What needs to be done
No pictures go in the copy; retype exactly the lines from the one with "spot the sea." through the last line of the records.

Data for processing
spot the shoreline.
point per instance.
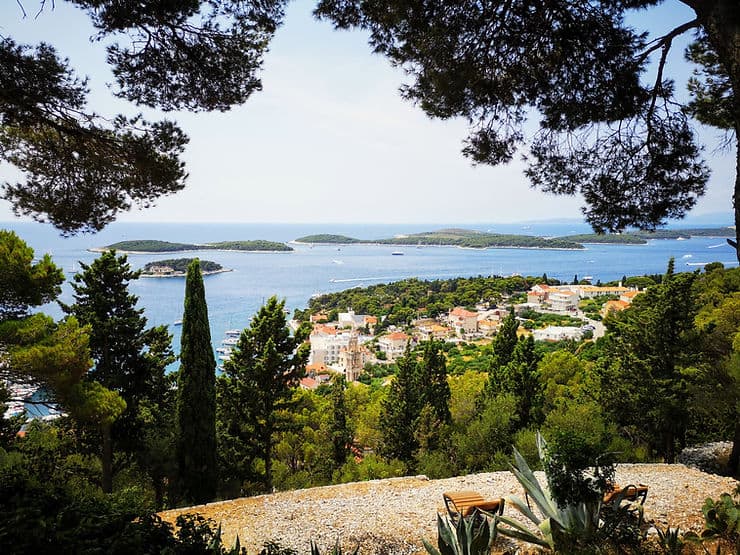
(104, 249)
(414, 245)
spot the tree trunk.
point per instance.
(107, 460)
(734, 462)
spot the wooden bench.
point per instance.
(627, 493)
(464, 503)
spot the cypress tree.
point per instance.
(434, 389)
(341, 435)
(399, 411)
(196, 396)
(257, 387)
(503, 346)
(130, 358)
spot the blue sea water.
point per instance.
(234, 297)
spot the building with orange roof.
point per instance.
(393, 344)
(488, 327)
(319, 317)
(308, 383)
(613, 306)
(629, 296)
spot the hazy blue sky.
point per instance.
(329, 139)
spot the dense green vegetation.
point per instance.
(457, 238)
(327, 238)
(180, 265)
(641, 237)
(195, 434)
(665, 375)
(608, 238)
(150, 245)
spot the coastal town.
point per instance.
(346, 345)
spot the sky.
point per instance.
(329, 139)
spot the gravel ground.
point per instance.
(391, 516)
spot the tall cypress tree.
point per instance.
(399, 411)
(196, 396)
(433, 387)
(129, 358)
(341, 435)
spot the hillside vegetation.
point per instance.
(151, 245)
(180, 266)
(454, 237)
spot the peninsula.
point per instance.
(178, 267)
(464, 238)
(149, 246)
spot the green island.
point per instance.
(153, 246)
(642, 237)
(464, 238)
(178, 267)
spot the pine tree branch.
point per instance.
(665, 40)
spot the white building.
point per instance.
(393, 344)
(326, 344)
(557, 333)
(563, 300)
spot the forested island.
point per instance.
(178, 267)
(153, 246)
(466, 238)
(642, 237)
(452, 238)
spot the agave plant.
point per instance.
(567, 528)
(336, 550)
(472, 535)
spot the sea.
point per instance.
(234, 297)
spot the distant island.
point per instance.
(178, 267)
(642, 237)
(464, 238)
(148, 246)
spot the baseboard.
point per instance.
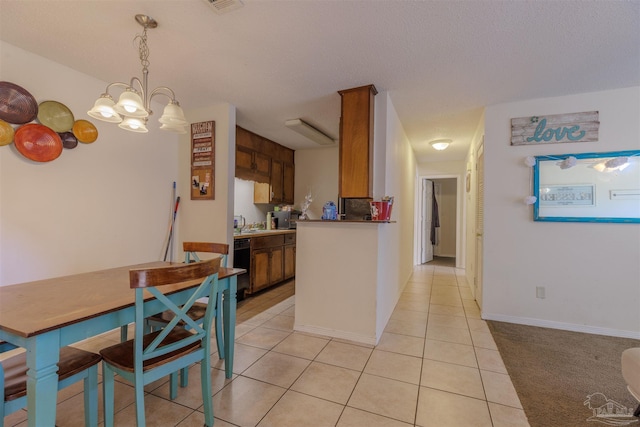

Output of the task
spot the sea.
point per instance.
(234, 297)
spot the distant island.
point per instance.
(178, 267)
(642, 237)
(464, 238)
(148, 246)
spot the baseboard.
point per instance.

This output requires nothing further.